--- DATA FOR PROCESSING ---

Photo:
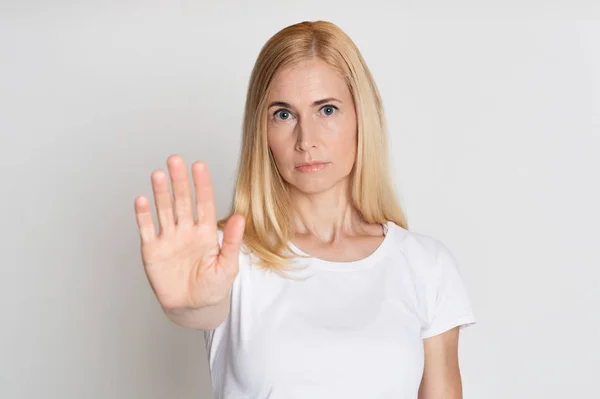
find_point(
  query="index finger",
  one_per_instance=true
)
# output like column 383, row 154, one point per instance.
column 205, row 198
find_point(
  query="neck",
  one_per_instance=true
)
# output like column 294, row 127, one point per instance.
column 327, row 215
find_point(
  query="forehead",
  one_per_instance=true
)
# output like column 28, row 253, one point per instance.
column 308, row 81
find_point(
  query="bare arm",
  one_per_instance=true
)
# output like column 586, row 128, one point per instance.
column 205, row 318
column 441, row 376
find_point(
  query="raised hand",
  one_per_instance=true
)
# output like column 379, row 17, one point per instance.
column 185, row 265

---

» TASK GOAL: Could you render every line of the material above as a JSON array of strings, one string per line, skipping blank lines and leaving out the picture?

» TASK RESULT:
[
  "Photo:",
  "find_point(",
  "  query=\"index finger\",",
  "  one_per_instance=true",
  ")",
  "# output like column 383, row 154, one point per instance.",
  "column 205, row 198",
  "find_point(",
  "  query=\"neck\",",
  "  one_per_instance=true",
  ")",
  "# output like column 294, row 127, one point per instance.",
  "column 327, row 215",
  "find_point(",
  "  query=\"forehead\",",
  "  one_per_instance=true",
  ")",
  "# output like column 28, row 253, one point per instance.",
  "column 308, row 81",
  "find_point(",
  "  query=\"bare arm\",",
  "  one_per_instance=true",
  ")",
  "# output like column 586, row 128, one point per instance.",
  "column 205, row 318",
  "column 441, row 376",
  "find_point(",
  "  query=\"raised hand\",",
  "  one_per_instance=true",
  ")",
  "# output like column 379, row 17, one point per instance.",
  "column 185, row 265"
]